SET PROBLEM: Scale the part of the lines below that opens with the first line and closes with the line containing "x=585 y=184", reproducing every line including the requests, and multiply each coordinate in the answers by 0.6, rounding to whole numbers with halves rounded up. Leave the pictures out.

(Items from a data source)
********

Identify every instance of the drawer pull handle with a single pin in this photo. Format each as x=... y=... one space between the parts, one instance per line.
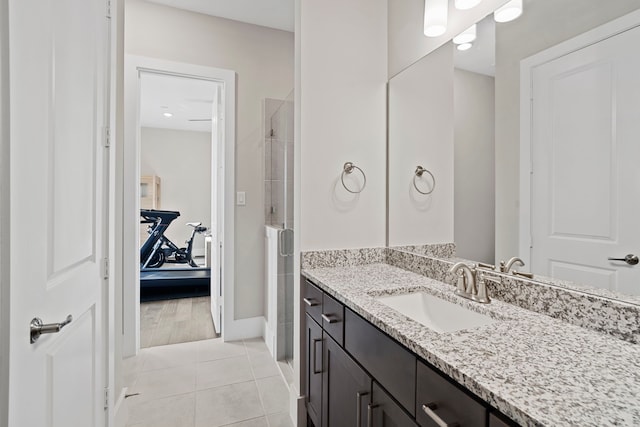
x=328 y=319
x=315 y=341
x=359 y=407
x=309 y=302
x=370 y=408
x=429 y=408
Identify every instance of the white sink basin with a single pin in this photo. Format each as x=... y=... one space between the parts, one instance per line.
x=435 y=313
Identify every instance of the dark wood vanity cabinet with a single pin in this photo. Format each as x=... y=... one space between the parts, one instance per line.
x=386 y=412
x=439 y=400
x=356 y=375
x=314 y=369
x=346 y=388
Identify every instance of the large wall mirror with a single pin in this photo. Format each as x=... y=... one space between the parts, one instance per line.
x=467 y=118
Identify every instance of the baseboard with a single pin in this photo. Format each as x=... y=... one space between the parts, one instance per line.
x=242 y=329
x=120 y=411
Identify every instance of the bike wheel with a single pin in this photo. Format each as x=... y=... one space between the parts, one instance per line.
x=156 y=260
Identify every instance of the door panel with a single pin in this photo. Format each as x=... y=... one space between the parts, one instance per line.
x=58 y=105
x=585 y=184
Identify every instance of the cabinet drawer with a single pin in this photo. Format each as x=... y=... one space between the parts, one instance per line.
x=333 y=318
x=447 y=402
x=312 y=298
x=385 y=412
x=390 y=364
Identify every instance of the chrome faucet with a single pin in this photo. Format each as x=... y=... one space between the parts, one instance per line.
x=470 y=283
x=505 y=268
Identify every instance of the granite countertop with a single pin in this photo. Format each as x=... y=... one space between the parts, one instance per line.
x=537 y=370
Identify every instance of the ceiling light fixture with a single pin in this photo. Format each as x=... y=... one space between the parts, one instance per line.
x=435 y=17
x=508 y=12
x=466 y=4
x=467 y=36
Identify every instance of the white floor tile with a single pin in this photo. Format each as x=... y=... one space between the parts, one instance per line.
x=274 y=395
x=165 y=382
x=228 y=404
x=280 y=420
x=215 y=349
x=169 y=356
x=223 y=372
x=166 y=412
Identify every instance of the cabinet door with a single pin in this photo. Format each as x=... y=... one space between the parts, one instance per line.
x=346 y=389
x=385 y=412
x=439 y=402
x=314 y=368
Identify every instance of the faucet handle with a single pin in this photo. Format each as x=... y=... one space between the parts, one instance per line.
x=482 y=295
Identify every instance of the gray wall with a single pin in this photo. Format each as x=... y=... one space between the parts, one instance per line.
x=543 y=24
x=474 y=199
x=263 y=61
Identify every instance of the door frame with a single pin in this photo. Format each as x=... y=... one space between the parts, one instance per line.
x=527 y=66
x=130 y=193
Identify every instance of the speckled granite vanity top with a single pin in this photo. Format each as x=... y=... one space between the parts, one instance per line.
x=537 y=370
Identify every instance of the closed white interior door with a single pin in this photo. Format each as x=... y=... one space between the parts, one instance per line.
x=586 y=172
x=58 y=87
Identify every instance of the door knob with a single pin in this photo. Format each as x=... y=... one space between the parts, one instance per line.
x=630 y=259
x=38 y=328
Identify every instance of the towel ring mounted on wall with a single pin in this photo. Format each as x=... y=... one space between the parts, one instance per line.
x=418 y=174
x=348 y=168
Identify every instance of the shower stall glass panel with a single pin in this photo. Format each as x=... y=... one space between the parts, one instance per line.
x=279 y=148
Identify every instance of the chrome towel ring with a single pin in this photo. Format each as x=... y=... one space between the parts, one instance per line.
x=418 y=174
x=348 y=168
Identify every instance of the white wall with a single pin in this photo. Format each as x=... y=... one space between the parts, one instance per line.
x=474 y=199
x=343 y=73
x=182 y=160
x=407 y=43
x=263 y=61
x=421 y=133
x=4 y=213
x=544 y=23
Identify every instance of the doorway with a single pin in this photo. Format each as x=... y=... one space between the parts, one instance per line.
x=578 y=151
x=204 y=103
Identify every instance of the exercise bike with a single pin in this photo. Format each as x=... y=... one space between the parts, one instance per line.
x=158 y=249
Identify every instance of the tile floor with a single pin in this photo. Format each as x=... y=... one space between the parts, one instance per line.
x=206 y=383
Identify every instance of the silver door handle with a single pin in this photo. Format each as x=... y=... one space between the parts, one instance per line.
x=38 y=328
x=630 y=259
x=428 y=409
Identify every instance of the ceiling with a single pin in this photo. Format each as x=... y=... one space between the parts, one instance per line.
x=481 y=58
x=184 y=98
x=278 y=14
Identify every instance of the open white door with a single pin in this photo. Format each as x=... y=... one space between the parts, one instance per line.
x=585 y=183
x=58 y=97
x=217 y=208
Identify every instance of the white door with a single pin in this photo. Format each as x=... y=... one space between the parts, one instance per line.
x=217 y=208
x=586 y=176
x=58 y=87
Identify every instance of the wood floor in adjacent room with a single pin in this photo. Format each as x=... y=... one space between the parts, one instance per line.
x=175 y=321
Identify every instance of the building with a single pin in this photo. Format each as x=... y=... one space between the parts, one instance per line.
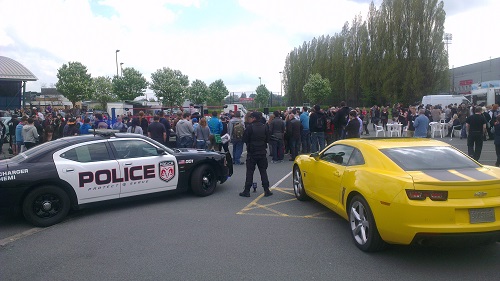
x=463 y=78
x=13 y=78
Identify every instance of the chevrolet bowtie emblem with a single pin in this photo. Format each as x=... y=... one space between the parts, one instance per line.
x=480 y=194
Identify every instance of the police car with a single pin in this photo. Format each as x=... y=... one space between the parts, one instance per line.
x=48 y=180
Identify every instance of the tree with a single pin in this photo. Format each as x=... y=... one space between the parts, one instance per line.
x=102 y=90
x=170 y=86
x=129 y=86
x=396 y=55
x=198 y=93
x=217 y=92
x=262 y=96
x=317 y=89
x=74 y=82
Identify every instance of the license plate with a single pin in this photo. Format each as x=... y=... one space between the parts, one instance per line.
x=482 y=215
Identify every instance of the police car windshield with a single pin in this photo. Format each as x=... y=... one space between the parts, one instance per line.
x=429 y=158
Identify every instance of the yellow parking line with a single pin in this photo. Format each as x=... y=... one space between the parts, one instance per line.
x=255 y=205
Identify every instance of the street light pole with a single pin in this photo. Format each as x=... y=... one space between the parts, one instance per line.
x=281 y=87
x=116 y=56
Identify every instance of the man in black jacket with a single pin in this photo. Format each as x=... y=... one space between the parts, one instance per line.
x=317 y=126
x=256 y=137
x=340 y=121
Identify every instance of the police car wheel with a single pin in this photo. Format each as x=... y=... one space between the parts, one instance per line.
x=46 y=206
x=203 y=181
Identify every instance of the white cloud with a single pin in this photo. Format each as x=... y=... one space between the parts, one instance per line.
x=53 y=32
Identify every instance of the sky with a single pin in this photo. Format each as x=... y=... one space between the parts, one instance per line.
x=242 y=42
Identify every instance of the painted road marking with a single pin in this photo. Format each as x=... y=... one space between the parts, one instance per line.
x=258 y=208
x=18 y=236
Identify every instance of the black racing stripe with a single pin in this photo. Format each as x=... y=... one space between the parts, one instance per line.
x=476 y=174
x=444 y=175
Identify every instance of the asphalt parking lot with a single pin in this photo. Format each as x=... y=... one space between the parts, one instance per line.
x=225 y=237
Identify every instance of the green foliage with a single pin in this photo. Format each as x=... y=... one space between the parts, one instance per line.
x=129 y=86
x=74 y=82
x=217 y=92
x=170 y=86
x=102 y=91
x=317 y=89
x=396 y=55
x=198 y=93
x=262 y=95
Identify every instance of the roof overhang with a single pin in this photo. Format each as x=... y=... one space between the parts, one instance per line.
x=11 y=70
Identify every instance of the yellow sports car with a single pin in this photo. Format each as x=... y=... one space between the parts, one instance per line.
x=403 y=191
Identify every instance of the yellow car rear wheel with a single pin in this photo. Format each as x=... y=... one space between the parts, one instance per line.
x=363 y=228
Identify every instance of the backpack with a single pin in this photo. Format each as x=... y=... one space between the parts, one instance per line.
x=238 y=130
x=320 y=122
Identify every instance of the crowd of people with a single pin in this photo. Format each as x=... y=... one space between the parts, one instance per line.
x=293 y=131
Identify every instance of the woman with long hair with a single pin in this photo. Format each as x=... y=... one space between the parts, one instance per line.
x=135 y=128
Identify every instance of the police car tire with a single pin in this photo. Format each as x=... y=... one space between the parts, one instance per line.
x=53 y=198
x=203 y=180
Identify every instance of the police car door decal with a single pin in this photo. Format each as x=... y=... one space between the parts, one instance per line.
x=90 y=170
x=144 y=170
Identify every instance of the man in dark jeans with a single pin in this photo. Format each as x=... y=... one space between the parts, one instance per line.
x=476 y=128
x=256 y=137
x=157 y=131
x=277 y=131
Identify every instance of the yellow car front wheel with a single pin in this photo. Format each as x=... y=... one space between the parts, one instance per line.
x=298 y=185
x=363 y=228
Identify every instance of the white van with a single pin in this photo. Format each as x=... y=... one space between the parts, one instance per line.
x=444 y=100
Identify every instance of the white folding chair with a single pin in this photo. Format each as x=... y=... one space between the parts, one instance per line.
x=379 y=129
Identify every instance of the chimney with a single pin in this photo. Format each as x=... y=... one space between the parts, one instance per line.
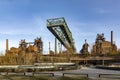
x=55 y=45
x=7 y=46
x=111 y=37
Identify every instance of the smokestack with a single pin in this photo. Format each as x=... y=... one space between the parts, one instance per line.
x=55 y=45
x=111 y=37
x=7 y=46
x=49 y=47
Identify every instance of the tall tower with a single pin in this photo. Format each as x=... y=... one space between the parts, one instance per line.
x=111 y=37
x=7 y=46
x=55 y=45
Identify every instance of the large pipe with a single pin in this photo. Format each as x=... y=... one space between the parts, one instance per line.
x=7 y=46
x=111 y=37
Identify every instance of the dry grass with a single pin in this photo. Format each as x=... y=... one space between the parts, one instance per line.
x=6 y=77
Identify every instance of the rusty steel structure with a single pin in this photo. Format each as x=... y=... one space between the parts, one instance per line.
x=103 y=47
x=60 y=30
x=84 y=49
x=36 y=47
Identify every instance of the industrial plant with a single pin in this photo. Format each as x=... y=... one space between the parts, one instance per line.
x=29 y=53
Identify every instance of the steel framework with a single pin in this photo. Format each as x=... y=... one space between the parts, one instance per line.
x=60 y=30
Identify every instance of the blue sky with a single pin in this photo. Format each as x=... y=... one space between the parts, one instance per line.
x=26 y=19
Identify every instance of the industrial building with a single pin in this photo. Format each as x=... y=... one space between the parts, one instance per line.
x=103 y=47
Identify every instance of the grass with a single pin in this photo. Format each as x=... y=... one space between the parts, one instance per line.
x=41 y=78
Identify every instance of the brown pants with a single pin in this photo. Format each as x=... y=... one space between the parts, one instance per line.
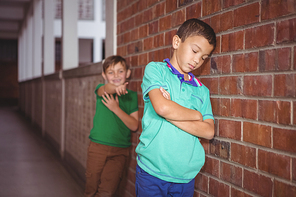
x=104 y=169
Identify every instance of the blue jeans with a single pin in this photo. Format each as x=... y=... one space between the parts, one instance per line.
x=148 y=186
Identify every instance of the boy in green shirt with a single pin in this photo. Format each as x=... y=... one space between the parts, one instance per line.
x=177 y=112
x=116 y=115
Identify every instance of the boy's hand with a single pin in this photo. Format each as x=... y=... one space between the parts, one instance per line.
x=165 y=93
x=121 y=90
x=110 y=102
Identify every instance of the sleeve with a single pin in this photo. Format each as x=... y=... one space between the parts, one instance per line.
x=134 y=103
x=152 y=79
x=207 y=112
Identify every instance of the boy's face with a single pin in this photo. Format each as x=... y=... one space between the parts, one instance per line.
x=116 y=74
x=190 y=54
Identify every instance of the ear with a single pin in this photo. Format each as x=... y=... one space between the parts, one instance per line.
x=128 y=73
x=104 y=76
x=176 y=41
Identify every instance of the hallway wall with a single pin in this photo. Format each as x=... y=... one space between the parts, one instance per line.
x=64 y=115
x=251 y=77
x=252 y=80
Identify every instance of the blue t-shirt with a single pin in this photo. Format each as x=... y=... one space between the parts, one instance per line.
x=164 y=150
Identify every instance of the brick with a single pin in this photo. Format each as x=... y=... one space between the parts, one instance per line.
x=209 y=7
x=143 y=59
x=132 y=84
x=294 y=112
x=230 y=129
x=216 y=106
x=122 y=50
x=206 y=145
x=232 y=42
x=294 y=58
x=217 y=188
x=294 y=169
x=225 y=107
x=252 y=180
x=244 y=108
x=284 y=85
x=247 y=62
x=283 y=112
x=165 y=23
x=121 y=4
x=201 y=182
x=138 y=19
x=148 y=43
x=138 y=73
x=211 y=84
x=135 y=34
x=284 y=139
x=204 y=69
x=142 y=5
x=147 y=15
x=259 y=36
x=171 y=6
x=159 y=40
x=158 y=55
x=276 y=59
x=178 y=17
x=273 y=163
x=274 y=9
x=158 y=10
x=238 y=193
x=151 y=2
x=258 y=85
x=284 y=59
x=169 y=37
x=230 y=85
x=226 y=21
x=143 y=31
x=211 y=166
x=257 y=134
x=134 y=61
x=218 y=45
x=134 y=47
x=283 y=189
x=267 y=111
x=243 y=154
x=220 y=64
x=246 y=15
x=231 y=173
x=193 y=11
x=153 y=27
x=184 y=2
x=222 y=22
x=220 y=149
x=229 y=3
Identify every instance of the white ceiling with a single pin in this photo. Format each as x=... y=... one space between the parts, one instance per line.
x=12 y=14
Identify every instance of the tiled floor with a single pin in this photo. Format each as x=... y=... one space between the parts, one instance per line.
x=28 y=167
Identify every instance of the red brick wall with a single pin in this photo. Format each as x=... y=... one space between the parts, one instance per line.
x=252 y=80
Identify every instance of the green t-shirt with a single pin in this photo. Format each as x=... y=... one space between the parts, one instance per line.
x=108 y=129
x=164 y=150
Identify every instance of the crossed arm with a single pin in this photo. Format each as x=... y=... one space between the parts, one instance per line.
x=189 y=120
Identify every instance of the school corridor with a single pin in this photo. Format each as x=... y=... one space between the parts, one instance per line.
x=29 y=166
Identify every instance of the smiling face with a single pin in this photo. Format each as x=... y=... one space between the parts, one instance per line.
x=116 y=74
x=190 y=54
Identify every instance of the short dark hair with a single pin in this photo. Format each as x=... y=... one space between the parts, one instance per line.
x=196 y=27
x=112 y=60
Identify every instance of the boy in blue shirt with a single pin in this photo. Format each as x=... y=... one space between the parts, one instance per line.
x=177 y=112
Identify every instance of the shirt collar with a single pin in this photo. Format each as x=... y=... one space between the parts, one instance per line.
x=181 y=76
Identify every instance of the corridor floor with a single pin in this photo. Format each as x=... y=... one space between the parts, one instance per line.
x=28 y=166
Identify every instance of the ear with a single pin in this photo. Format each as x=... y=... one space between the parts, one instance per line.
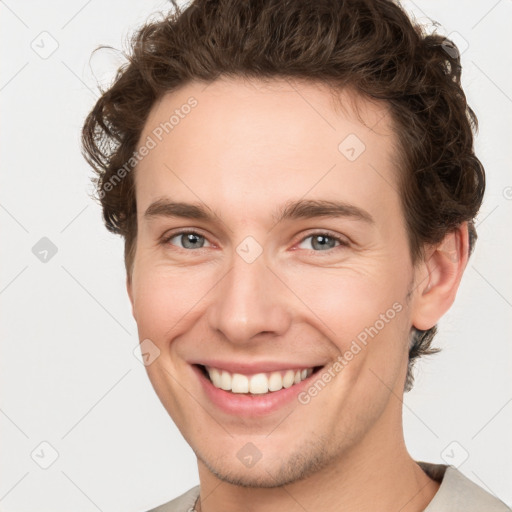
x=130 y=294
x=438 y=278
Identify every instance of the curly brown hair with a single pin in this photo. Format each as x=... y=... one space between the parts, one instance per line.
x=371 y=46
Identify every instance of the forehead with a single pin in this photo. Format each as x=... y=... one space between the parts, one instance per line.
x=253 y=142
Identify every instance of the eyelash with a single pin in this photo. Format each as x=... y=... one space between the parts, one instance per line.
x=342 y=242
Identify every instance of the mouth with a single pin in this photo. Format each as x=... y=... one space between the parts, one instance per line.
x=258 y=383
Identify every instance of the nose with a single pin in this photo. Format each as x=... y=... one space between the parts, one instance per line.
x=250 y=301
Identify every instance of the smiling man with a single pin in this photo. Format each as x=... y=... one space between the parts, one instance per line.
x=296 y=185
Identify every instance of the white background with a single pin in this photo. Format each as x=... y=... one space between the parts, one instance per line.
x=68 y=374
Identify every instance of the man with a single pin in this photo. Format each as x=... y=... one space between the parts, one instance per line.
x=296 y=186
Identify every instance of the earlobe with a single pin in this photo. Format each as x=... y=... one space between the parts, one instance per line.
x=130 y=294
x=441 y=273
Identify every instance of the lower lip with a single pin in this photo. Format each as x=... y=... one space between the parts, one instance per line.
x=248 y=405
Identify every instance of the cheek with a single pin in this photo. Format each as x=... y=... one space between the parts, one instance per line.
x=164 y=296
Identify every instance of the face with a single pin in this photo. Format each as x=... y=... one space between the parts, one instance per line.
x=292 y=271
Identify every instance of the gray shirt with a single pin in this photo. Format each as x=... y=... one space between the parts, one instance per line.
x=457 y=493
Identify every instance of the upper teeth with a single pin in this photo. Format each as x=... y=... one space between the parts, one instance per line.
x=259 y=383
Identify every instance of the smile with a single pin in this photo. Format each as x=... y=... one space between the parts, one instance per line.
x=257 y=384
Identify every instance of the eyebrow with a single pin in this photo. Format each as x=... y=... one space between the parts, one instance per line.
x=300 y=209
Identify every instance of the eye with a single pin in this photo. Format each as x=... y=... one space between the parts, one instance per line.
x=322 y=241
x=189 y=239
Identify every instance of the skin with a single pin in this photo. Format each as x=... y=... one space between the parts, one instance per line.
x=246 y=149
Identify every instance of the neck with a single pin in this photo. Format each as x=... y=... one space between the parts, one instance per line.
x=377 y=474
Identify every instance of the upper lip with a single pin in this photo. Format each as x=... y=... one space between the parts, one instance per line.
x=250 y=368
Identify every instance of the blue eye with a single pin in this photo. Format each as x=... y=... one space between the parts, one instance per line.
x=320 y=242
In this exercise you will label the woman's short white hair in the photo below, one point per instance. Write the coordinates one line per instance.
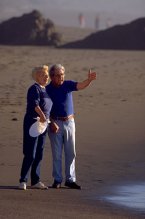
(38, 70)
(55, 67)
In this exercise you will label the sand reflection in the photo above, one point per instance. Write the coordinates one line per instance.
(131, 196)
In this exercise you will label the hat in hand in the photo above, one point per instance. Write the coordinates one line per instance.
(38, 128)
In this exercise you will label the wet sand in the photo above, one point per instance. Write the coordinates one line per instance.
(110, 133)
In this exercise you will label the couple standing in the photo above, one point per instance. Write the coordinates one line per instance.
(54, 101)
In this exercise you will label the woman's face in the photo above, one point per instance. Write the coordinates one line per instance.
(42, 78)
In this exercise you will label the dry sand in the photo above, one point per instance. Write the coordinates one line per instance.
(110, 132)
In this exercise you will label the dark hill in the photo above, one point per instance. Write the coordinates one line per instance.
(130, 36)
(29, 29)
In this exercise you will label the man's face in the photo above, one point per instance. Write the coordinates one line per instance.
(58, 77)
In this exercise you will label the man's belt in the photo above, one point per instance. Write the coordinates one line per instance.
(66, 118)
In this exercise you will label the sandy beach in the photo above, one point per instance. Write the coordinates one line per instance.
(110, 133)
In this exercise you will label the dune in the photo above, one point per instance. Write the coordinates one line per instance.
(110, 129)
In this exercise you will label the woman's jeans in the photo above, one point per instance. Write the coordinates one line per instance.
(65, 137)
(33, 153)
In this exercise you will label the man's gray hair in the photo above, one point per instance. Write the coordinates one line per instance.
(55, 67)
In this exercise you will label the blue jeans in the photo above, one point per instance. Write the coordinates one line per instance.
(65, 137)
(33, 153)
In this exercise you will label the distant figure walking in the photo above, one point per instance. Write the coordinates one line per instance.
(97, 21)
(82, 20)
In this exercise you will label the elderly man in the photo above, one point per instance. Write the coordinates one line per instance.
(62, 128)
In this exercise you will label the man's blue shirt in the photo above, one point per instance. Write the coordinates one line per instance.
(62, 98)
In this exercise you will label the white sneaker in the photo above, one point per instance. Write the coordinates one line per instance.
(23, 186)
(39, 185)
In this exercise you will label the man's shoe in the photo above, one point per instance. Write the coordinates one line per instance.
(72, 185)
(22, 186)
(39, 185)
(56, 185)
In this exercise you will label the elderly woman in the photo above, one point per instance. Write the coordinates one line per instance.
(38, 105)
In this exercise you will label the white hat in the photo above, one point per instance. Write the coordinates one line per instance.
(37, 128)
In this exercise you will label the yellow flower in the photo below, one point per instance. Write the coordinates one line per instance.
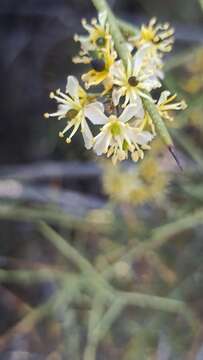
(72, 106)
(159, 36)
(131, 82)
(98, 34)
(136, 185)
(165, 104)
(117, 138)
(101, 68)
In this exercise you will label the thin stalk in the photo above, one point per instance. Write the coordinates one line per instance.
(124, 54)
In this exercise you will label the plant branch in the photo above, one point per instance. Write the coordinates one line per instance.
(124, 54)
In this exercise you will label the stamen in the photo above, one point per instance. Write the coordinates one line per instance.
(132, 81)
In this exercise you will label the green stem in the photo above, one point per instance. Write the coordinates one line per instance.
(127, 29)
(124, 54)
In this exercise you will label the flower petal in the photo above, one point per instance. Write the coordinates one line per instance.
(102, 142)
(163, 97)
(116, 95)
(128, 113)
(94, 113)
(72, 87)
(87, 135)
(142, 137)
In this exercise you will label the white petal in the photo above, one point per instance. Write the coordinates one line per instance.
(136, 100)
(138, 59)
(116, 95)
(87, 135)
(128, 113)
(163, 97)
(151, 83)
(94, 113)
(117, 70)
(143, 137)
(72, 87)
(102, 142)
(102, 18)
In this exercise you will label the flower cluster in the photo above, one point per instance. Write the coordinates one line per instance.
(114, 107)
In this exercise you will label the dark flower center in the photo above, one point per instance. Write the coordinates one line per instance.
(132, 81)
(71, 114)
(98, 65)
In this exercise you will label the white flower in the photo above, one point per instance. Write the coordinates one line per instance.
(71, 106)
(133, 81)
(165, 104)
(158, 36)
(117, 138)
(98, 33)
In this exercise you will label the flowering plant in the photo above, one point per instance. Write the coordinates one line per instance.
(123, 72)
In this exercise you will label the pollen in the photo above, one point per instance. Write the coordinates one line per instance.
(132, 81)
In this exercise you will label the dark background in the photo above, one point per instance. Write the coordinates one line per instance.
(36, 50)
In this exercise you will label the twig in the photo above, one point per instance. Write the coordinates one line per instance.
(124, 54)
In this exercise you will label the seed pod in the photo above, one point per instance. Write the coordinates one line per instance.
(132, 81)
(98, 65)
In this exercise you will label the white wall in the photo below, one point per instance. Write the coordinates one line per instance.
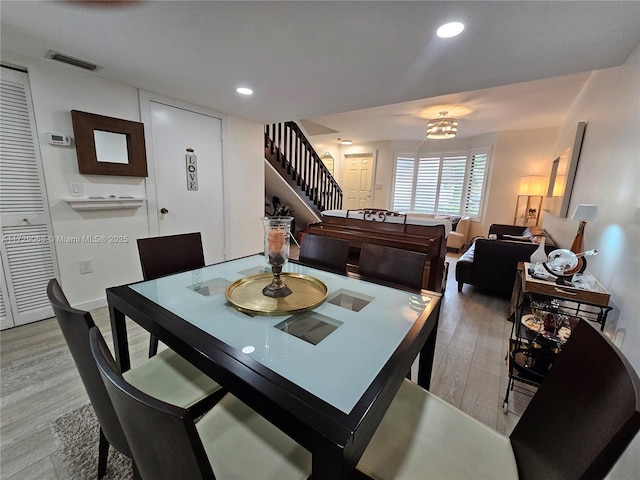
(58, 89)
(608, 175)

********

SOLVED PROBLEM:
Identify every instance of the drawer pull handle with a single pin in this photo. Format each as x=... y=... one space between the parts, one instance per line.
x=197 y=191
x=189 y=205
x=215 y=244
x=185 y=181
x=222 y=245
x=257 y=245
Identify every instance of the white sink basin with a single pin in this photo. Format each as x=... y=... one space between the parts, one instance per line.
x=261 y=188
Identify every instance of the dark wood vanity cabinet with a single pin in this photo. Format each as x=... y=... one space between the parts, one instance per line.
x=232 y=247
x=263 y=240
x=214 y=225
x=188 y=221
x=208 y=233
Identify every instance of the large wall mirror with a single pin in this photo. Format each as x=... y=... one space between the parts, one instance per line.
x=280 y=71
Identify every instance of the baseboard with a single pin in this photo. Format each as x=... y=... one space between the parts, one instance per line.
x=145 y=197
x=72 y=247
Identify every instance of the bike wheel with a single pin in this photo. Format each as x=... y=... one space between the parts, one instance per line.
x=94 y=156
Identify every instance of the door panel with a single pin in this photo. Format each as x=... y=... one space between the parts, one instance per line.
x=35 y=63
x=351 y=110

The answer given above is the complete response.